[Records]
┌──

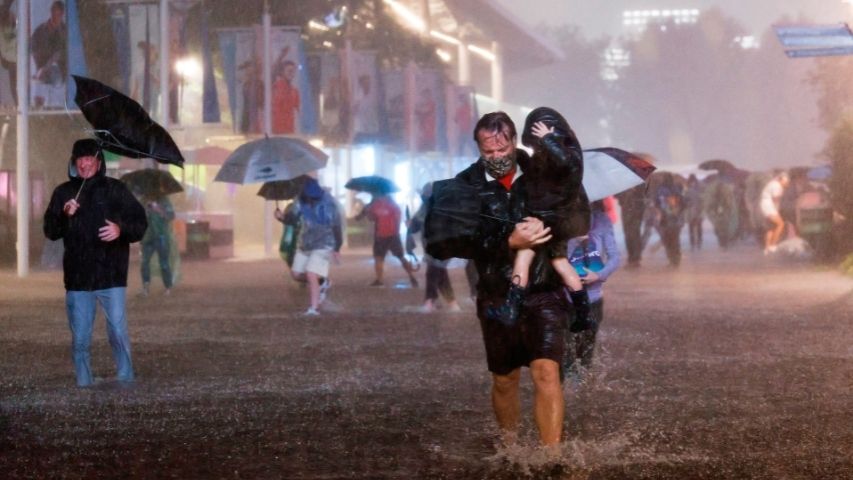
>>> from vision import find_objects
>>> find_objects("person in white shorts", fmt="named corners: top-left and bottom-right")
top-left (276, 178), bottom-right (343, 315)
top-left (759, 172), bottom-right (790, 255)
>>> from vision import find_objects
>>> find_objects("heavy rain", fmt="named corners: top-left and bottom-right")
top-left (0, 0), bottom-right (853, 479)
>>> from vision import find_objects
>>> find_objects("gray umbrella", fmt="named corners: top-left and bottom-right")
top-left (214, 137), bottom-right (329, 184)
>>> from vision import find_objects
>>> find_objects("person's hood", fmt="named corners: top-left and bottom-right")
top-left (68, 138), bottom-right (107, 180)
top-left (521, 107), bottom-right (575, 148)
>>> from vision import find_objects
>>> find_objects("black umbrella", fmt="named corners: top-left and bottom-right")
top-left (121, 168), bottom-right (184, 198)
top-left (258, 175), bottom-right (308, 200)
top-left (344, 175), bottom-right (400, 195)
top-left (72, 75), bottom-right (184, 167)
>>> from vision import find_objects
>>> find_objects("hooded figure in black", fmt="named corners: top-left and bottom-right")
top-left (44, 139), bottom-right (148, 387)
top-left (487, 107), bottom-right (592, 331)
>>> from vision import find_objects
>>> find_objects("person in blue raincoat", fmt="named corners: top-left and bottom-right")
top-left (275, 178), bottom-right (343, 316)
top-left (140, 197), bottom-right (175, 295)
top-left (563, 200), bottom-right (622, 373)
top-left (44, 139), bottom-right (148, 387)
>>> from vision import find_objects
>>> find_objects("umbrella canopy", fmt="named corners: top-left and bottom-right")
top-left (699, 158), bottom-right (737, 172)
top-left (121, 168), bottom-right (184, 198)
top-left (72, 75), bottom-right (184, 167)
top-left (258, 175), bottom-right (308, 200)
top-left (344, 175), bottom-right (400, 195)
top-left (583, 147), bottom-right (655, 202)
top-left (214, 137), bottom-right (329, 184)
top-left (699, 158), bottom-right (749, 181)
top-left (423, 178), bottom-right (486, 260)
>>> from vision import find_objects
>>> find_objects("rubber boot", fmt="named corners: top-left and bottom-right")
top-left (486, 283), bottom-right (527, 327)
top-left (569, 289), bottom-right (595, 333)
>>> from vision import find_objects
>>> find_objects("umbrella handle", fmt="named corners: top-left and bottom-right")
top-left (74, 178), bottom-right (86, 202)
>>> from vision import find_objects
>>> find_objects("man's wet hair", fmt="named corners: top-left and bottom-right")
top-left (474, 112), bottom-right (517, 144)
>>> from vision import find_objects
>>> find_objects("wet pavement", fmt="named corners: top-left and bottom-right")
top-left (0, 246), bottom-right (853, 479)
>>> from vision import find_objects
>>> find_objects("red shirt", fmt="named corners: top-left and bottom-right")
top-left (498, 167), bottom-right (517, 192)
top-left (366, 197), bottom-right (401, 238)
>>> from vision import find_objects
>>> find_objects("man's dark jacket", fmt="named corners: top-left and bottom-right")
top-left (425, 155), bottom-right (562, 299)
top-left (44, 155), bottom-right (148, 291)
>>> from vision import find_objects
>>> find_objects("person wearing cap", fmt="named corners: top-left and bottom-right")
top-left (274, 177), bottom-right (344, 316)
top-left (44, 139), bottom-right (148, 387)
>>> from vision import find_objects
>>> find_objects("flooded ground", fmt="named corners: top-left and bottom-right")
top-left (0, 247), bottom-right (853, 479)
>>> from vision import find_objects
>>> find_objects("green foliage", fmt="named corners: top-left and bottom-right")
top-left (823, 117), bottom-right (853, 224)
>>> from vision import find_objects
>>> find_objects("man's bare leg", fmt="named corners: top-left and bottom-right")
top-left (512, 248), bottom-right (536, 288)
top-left (530, 358), bottom-right (565, 446)
top-left (373, 257), bottom-right (385, 283)
top-left (492, 368), bottom-right (521, 445)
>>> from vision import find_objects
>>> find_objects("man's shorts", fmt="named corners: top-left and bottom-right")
top-left (373, 235), bottom-right (403, 258)
top-left (290, 248), bottom-right (332, 277)
top-left (477, 291), bottom-right (570, 375)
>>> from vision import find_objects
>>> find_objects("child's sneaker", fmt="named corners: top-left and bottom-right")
top-left (320, 278), bottom-right (332, 304)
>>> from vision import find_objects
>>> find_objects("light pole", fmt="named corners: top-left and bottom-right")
top-left (15, 0), bottom-right (30, 278)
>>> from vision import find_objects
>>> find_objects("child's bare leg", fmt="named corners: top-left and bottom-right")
top-left (512, 248), bottom-right (536, 288)
top-left (486, 249), bottom-right (535, 326)
top-left (551, 257), bottom-right (583, 292)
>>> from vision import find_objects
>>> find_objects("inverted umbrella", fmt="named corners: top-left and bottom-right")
top-left (214, 137), bottom-right (329, 184)
top-left (72, 75), bottom-right (184, 167)
top-left (258, 175), bottom-right (308, 200)
top-left (583, 147), bottom-right (655, 202)
top-left (344, 175), bottom-right (400, 195)
top-left (121, 168), bottom-right (184, 198)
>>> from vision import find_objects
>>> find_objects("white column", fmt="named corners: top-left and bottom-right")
top-left (492, 42), bottom-right (504, 104)
top-left (160, 0), bottom-right (171, 130)
top-left (262, 6), bottom-right (273, 255)
top-left (15, 0), bottom-right (31, 278)
top-left (456, 41), bottom-right (471, 85)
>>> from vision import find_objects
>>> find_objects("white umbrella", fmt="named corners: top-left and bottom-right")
top-left (214, 137), bottom-right (329, 184)
top-left (583, 147), bottom-right (655, 202)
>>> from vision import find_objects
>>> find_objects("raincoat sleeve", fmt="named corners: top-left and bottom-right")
top-left (332, 204), bottom-right (344, 252)
top-left (43, 190), bottom-right (68, 240)
top-left (113, 184), bottom-right (148, 243)
top-left (595, 214), bottom-right (622, 282)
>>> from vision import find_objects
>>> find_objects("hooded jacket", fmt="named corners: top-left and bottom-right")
top-left (518, 107), bottom-right (591, 242)
top-left (44, 157), bottom-right (148, 291)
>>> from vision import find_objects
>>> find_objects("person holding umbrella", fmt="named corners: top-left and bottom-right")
top-left (486, 107), bottom-right (592, 332)
top-left (424, 112), bottom-right (569, 447)
top-left (275, 177), bottom-right (343, 316)
top-left (44, 139), bottom-right (148, 387)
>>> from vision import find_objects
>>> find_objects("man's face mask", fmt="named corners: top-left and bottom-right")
top-left (479, 132), bottom-right (516, 179)
top-left (480, 149), bottom-right (516, 178)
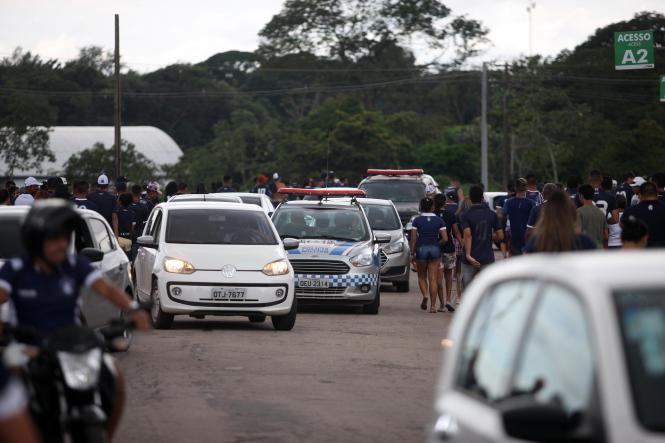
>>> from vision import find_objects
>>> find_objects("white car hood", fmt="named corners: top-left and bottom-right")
top-left (164, 243), bottom-right (286, 271)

└──

Problem to work on -
Reproduce the items above verbatim, from their beginning through the line containing "top-left (0, 0), bottom-right (853, 479)", including that line. Omit the pictures.

Answer -
>>> from vision import find_objects
>>> find_objects("person in white shorts", fmt="named corners: top-left and bottom-right")
top-left (276, 178), bottom-right (343, 315)
top-left (759, 172), bottom-right (790, 255)
>>> from vision import find_objects
>>> find_objects("heavy rain", fmt="named corners: top-left and bottom-right")
top-left (0, 0), bottom-right (853, 479)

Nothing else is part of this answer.